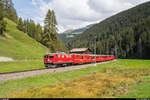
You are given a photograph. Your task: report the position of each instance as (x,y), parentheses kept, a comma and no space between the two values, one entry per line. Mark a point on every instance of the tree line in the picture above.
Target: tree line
(125,35)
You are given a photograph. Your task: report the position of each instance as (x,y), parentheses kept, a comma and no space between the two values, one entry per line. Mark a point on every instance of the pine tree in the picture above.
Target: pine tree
(9,10)
(38,32)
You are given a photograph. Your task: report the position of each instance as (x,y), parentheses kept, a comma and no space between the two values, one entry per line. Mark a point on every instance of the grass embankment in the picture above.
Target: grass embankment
(20,66)
(19,45)
(124,78)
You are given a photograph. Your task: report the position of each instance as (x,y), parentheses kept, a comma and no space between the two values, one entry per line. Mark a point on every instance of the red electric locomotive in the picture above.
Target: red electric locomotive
(53,60)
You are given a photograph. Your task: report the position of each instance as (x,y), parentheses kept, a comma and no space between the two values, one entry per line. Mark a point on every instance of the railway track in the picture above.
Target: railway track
(28,73)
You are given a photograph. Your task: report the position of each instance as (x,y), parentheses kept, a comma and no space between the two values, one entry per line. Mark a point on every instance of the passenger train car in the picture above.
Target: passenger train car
(52,60)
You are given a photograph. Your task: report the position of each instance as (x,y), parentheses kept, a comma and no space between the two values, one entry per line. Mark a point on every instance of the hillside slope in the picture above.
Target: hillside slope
(72,33)
(122,34)
(19,45)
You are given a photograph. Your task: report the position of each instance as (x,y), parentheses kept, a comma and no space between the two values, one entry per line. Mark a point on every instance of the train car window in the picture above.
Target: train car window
(51,56)
(82,57)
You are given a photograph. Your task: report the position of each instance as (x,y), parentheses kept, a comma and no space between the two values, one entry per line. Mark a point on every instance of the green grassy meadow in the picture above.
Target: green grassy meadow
(122,78)
(19,45)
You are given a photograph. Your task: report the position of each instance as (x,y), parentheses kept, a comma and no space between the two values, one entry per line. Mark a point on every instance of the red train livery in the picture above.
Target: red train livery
(53,60)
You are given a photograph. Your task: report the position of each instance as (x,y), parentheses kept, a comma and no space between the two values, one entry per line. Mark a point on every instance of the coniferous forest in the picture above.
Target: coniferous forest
(125,35)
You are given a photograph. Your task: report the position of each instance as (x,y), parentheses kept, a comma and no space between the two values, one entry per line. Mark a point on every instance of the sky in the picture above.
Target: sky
(72,14)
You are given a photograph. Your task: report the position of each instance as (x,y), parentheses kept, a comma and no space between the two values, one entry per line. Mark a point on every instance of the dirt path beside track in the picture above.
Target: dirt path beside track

* [EXERCISE BRIEF]:
The lines from the one containing "car in the picture above." through the last line of the records are the answer; set them down exactly and add nothing.

* [TASK OUTPUT]:
You are given a photograph. Your task: report the position of each instance as (x,y), parentheses kept, a comma and no space between the two values, one entry per line. Mark a point on every instance of the passenger train car in the picture above.
Target: passenger train car
(52,60)
You are given a photograph. Your task: report the position of each instance as (x,y), parentheses kept, a comma and no space between the two values, one entry per line. Mark a point on every instance of the hillside slope in the picture above.
Target: hillside slope
(72,33)
(122,34)
(19,45)
You are given a photograph. Your task: report the position of each instance as (x,y), parentheses kept, a comma and no space between the two values, one entry per line. Mark a point on every instance of the train car window in the picture above.
Target: train car window
(51,56)
(82,57)
You are given a photograph. Your task: report the position of each instance as (x,y), parentheses kept, a comma and no space between the two values, one entry per line. Mark a point on every instance of the green grassy meadow in the picture above.
Target: green grassy meadow
(122,78)
(19,45)
You are given a photograph. Your task: report the position of each instance as (x,y), parentheses kept, a comma and no space between the two values, one entry per line. Mark a point on every instance of the red train livery in the picture above.
Target: red train livery
(53,60)
You are given a photograph. Your task: report the position of each instance as (x,y), parentheses kept, a comma and no space between the two values, one entry per line. Mark a point on every instance of the coniferous forest in the picture above.
Target: coniferous forest
(125,35)
You are given a photograph. Your task: report the position of each instance as (x,y), parentheses kept, a comma and no space between the two values, one entry per line. Mark a point on every instance of the sky in the picture above.
Target: sky
(72,14)
You are given a photograph. Your task: report the position of each instance as (x,y), parentheses kept, a comma and no space between the two values, one entry per line. Mark a point on every instance of the dirt path beside track in the picture above.
Target: dirt path beside track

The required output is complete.